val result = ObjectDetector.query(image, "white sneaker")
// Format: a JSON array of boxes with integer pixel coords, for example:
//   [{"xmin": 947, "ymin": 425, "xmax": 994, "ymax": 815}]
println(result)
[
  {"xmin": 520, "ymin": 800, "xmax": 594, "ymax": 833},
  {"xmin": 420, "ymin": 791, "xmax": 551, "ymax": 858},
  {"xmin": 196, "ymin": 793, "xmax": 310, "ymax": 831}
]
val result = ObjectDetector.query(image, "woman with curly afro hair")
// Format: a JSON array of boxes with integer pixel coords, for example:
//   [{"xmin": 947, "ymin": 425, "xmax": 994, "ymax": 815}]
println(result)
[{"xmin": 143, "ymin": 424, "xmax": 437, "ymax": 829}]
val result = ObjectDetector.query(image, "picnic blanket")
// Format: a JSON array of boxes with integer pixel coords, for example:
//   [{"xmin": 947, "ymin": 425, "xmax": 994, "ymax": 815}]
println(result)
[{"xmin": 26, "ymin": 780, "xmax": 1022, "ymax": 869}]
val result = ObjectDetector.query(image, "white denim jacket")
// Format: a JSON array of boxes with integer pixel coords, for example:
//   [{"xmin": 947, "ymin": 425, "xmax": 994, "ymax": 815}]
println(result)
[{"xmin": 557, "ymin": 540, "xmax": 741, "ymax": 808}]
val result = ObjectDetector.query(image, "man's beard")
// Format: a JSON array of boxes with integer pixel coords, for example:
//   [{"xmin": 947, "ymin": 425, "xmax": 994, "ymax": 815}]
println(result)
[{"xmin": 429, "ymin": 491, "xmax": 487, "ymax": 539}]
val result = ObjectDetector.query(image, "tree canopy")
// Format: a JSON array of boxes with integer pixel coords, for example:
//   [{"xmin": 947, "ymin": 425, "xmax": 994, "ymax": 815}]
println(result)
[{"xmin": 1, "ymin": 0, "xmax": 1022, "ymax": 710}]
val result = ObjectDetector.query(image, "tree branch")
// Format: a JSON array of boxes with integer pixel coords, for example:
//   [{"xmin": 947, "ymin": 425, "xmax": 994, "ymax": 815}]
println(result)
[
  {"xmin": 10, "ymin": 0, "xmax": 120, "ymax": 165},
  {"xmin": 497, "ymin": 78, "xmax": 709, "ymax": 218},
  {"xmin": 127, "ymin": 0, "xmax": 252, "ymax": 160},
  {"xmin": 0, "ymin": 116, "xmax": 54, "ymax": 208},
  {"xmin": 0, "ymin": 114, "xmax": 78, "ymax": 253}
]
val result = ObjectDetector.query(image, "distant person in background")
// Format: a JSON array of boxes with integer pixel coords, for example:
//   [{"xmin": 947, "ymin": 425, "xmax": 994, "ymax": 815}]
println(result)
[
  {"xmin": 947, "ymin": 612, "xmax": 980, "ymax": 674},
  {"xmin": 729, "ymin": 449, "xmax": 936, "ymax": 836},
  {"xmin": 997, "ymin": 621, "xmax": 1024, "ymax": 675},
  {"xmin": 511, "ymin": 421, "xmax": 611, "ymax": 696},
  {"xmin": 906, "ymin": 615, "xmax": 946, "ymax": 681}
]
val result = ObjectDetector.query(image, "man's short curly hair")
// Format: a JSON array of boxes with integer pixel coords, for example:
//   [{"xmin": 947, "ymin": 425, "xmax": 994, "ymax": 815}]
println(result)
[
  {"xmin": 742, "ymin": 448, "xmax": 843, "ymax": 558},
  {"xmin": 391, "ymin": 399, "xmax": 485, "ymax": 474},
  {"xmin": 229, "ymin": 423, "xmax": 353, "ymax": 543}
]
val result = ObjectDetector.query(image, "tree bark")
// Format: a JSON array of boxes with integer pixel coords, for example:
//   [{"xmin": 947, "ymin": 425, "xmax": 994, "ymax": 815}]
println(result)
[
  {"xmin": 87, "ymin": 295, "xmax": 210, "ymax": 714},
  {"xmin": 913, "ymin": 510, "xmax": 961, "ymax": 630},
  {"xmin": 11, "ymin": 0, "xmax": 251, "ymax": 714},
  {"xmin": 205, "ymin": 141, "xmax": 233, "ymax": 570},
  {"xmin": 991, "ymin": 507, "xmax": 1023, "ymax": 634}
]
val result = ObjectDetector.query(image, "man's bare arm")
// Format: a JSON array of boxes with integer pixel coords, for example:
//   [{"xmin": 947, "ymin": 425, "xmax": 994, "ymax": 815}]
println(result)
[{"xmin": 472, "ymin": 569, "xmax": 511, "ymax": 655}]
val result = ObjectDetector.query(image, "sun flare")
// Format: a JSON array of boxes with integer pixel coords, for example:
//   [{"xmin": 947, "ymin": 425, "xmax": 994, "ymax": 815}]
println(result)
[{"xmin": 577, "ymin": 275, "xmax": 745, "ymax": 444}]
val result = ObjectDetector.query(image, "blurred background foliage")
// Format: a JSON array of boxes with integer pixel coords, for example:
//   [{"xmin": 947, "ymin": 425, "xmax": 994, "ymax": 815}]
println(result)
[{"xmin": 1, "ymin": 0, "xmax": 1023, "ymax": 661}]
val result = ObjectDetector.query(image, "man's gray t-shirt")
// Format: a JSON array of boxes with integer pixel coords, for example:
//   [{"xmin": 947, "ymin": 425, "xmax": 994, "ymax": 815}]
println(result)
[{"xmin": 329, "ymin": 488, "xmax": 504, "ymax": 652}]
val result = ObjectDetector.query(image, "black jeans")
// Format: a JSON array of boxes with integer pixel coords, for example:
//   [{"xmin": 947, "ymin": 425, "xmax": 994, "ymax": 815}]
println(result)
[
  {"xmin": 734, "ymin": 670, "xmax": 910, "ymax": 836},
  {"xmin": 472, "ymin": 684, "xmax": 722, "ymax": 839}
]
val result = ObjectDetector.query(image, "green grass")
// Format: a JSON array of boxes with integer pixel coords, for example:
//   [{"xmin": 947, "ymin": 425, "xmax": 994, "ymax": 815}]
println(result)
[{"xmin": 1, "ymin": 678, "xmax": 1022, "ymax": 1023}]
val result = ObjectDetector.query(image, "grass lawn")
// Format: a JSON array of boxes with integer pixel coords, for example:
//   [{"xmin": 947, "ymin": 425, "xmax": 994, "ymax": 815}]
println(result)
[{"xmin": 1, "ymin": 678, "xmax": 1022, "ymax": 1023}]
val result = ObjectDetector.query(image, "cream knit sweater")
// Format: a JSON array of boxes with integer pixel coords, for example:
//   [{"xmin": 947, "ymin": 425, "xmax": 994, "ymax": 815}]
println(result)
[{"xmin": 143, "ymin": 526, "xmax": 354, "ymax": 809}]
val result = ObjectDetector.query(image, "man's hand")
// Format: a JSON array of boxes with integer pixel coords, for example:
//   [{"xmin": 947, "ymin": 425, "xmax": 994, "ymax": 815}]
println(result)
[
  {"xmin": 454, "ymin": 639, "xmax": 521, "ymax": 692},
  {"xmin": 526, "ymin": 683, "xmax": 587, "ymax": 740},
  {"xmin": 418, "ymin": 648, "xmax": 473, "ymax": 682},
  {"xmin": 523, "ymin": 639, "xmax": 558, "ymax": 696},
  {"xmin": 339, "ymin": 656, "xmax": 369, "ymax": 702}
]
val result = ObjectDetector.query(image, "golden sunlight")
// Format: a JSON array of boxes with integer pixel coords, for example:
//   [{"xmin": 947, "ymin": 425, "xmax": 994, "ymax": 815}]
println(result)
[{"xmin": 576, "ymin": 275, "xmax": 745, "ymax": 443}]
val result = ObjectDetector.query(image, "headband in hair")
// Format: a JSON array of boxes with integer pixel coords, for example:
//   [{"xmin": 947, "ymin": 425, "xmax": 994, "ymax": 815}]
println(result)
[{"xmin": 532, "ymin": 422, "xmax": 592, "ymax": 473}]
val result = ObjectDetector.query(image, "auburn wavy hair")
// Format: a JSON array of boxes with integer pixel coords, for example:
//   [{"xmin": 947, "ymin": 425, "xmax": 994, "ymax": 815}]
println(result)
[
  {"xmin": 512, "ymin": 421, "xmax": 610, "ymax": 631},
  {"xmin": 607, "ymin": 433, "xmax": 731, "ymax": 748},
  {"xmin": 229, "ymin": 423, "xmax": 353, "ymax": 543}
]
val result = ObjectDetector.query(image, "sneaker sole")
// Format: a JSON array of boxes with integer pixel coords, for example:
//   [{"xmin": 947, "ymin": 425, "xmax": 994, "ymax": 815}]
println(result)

______________________________

The answer must consist of every line from the data that contains the word "grass".

- [RESPONSE TO THIS EXERCISE]
val result = ObjectDetector.query(image, "green grass")
val result = ObjectDetector.query(image, "grass lawn")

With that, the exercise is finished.